*Passage:*
•••

You are viewing a plain text version of this content. The canonical link for it is here.
Posted to user@pig.apache.org by Alejandra García Rojas Martínez <al...@gmail.com> on 2012/03/16 11:01:22 UTC

Python to BoundScript encoding question

Hello, I am having some problems with encoding at the moment of binding
python script and pig script. I have the text "Catégorie" as a parameter
for a pig script, and when binding with the pig script, it doesn't use the
right encoding, and produces "Catgorie".

This is my python script:

# -*- coding: UTF-8 -*-
Prefix = "Catégorie"
params = { prefix":Prefix, "output":"workspace/fr_30" }
P1 = Pig.compileFromFile("topic-corpus/test.pig")
bound1 = P1.bind(params)
stats1 = bound1.run()

•••

*Stated goal A:* According to the forum post, what does the parameter "Catégorie" become when the Python script is bound to the Pig script?
*Stated goal B:* Pick up the forum post about the Python-to-Pig encoding problem and carry it on from its last line.

*Entries for labeling bounding boxes:*

•••

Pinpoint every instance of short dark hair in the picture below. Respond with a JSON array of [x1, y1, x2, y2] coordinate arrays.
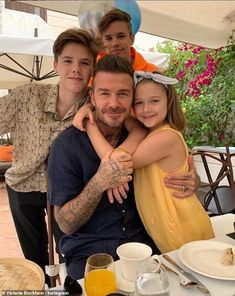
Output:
[[98, 8, 133, 35], [53, 28, 101, 64], [92, 54, 134, 86]]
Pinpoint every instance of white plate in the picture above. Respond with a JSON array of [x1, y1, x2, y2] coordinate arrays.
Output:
[[115, 260, 135, 292], [178, 241, 235, 281]]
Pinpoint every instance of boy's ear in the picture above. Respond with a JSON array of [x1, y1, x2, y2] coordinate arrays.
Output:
[[130, 33, 135, 45], [89, 90, 95, 107]]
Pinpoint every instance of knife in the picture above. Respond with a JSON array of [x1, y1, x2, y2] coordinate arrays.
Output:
[[162, 254, 210, 295]]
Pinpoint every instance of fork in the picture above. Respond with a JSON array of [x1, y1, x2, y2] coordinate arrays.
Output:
[[162, 254, 211, 295]]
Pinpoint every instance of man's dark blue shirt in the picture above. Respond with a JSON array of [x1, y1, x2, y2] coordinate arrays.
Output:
[[48, 127, 158, 279]]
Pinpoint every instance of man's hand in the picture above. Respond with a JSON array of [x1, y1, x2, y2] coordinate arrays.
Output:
[[164, 155, 200, 198]]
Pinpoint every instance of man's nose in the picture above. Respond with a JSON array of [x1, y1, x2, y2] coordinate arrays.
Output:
[[109, 95, 118, 108], [143, 104, 150, 112], [73, 63, 81, 73], [111, 37, 119, 47]]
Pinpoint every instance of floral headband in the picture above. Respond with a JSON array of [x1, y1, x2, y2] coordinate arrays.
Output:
[[134, 71, 178, 88]]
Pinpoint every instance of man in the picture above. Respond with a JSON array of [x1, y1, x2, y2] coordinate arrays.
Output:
[[48, 55, 160, 279], [96, 8, 200, 198], [98, 8, 158, 71]]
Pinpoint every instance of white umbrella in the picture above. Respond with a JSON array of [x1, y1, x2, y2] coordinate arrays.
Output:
[[0, 35, 57, 89], [18, 0, 235, 48]]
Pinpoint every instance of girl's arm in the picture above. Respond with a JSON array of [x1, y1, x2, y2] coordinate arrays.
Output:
[[73, 103, 95, 132], [132, 131, 186, 170], [86, 116, 147, 158]]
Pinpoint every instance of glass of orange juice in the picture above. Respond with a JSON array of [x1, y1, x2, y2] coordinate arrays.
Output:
[[84, 253, 117, 296]]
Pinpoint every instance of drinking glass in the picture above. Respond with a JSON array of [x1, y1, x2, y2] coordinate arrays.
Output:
[[135, 255, 170, 296], [84, 253, 117, 296]]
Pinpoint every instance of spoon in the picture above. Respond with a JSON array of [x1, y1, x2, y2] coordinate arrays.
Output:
[[154, 258, 198, 288]]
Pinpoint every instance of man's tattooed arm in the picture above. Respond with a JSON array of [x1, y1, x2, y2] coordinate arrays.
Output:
[[54, 155, 133, 234]]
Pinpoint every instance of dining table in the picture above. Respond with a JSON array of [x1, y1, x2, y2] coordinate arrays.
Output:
[[51, 233, 235, 296]]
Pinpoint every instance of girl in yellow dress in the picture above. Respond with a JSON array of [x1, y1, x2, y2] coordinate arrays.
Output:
[[75, 72, 214, 253]]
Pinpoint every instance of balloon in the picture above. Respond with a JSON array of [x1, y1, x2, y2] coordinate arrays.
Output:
[[78, 1, 114, 32], [114, 0, 141, 34], [78, 0, 141, 34]]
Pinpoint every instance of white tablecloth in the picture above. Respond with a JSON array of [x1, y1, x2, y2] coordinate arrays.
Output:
[[51, 235, 235, 296]]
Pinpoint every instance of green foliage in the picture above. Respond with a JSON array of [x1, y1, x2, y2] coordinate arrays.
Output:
[[157, 32, 235, 147]]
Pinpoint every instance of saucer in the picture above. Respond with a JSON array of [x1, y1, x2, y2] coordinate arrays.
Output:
[[114, 260, 135, 292]]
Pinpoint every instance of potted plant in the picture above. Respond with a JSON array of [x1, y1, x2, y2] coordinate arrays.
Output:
[[157, 31, 235, 148], [0, 133, 13, 162]]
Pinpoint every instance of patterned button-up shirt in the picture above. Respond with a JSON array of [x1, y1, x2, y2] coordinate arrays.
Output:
[[0, 84, 88, 192]]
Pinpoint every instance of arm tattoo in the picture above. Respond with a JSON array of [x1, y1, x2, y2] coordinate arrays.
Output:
[[56, 176, 103, 233]]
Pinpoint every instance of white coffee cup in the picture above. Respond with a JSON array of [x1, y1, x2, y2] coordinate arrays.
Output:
[[117, 242, 152, 282]]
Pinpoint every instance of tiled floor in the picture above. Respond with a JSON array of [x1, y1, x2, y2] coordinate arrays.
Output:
[[0, 182, 23, 258]]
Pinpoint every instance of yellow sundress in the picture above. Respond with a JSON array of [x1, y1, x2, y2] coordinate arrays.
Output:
[[134, 125, 214, 253]]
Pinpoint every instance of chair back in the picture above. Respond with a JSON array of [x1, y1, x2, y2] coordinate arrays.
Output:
[[192, 147, 235, 214]]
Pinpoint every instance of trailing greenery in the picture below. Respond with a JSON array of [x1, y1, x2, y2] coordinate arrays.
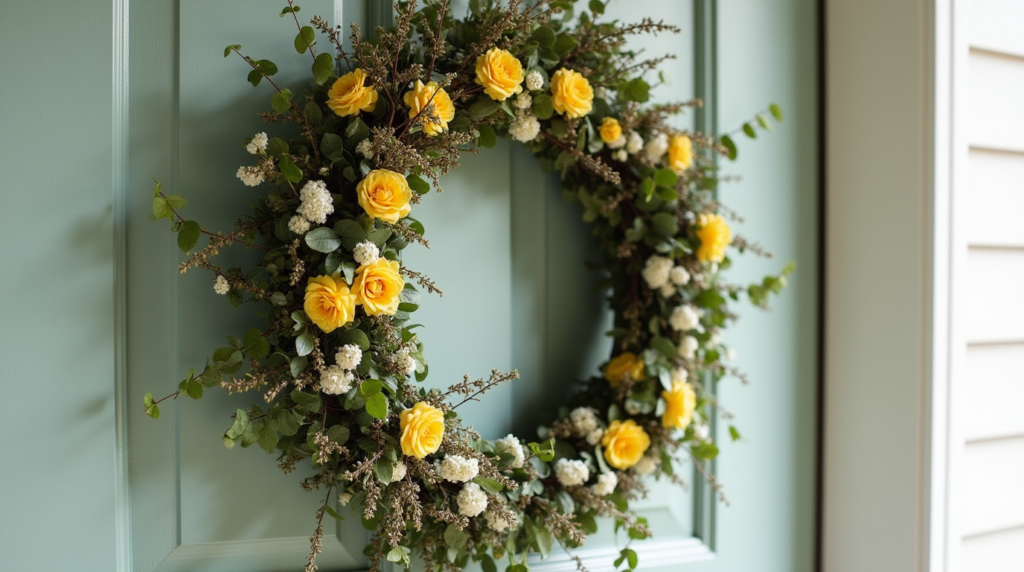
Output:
[[145, 0, 793, 572]]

•••

*Expected answer A:* It becomes "Catgorie".

*Expected answer B:*
And the pig script:

items = LOAD '$output/items.tsv' AS (id: chararray, count: long);
update_items = FOREACH items GENERATE
  id, REPLACE(id, '$prefix:', '') AS candidate_id;

When I run the script the binding generates this code to run:

2012-03-16 10:54:18,001 [main] INFO  org.apache.pig.scripting.BoundScript -
Query to run:
items = LOAD 'workspace/fr_30/items.tsv'  AS (id: chararray, count: long,
childen:long, parents:long);items_replace = FOREACH items GENERATE  id,
REPLACE(id, 'Cat̩gorie:', '') AS candidateId;STORE items_replace INTO
'workspace/fr_30/replaced__items.tsv';


so the prefix Cat̩gorie is not well decoded... and results not replaced...

What I am missing?

Thanks!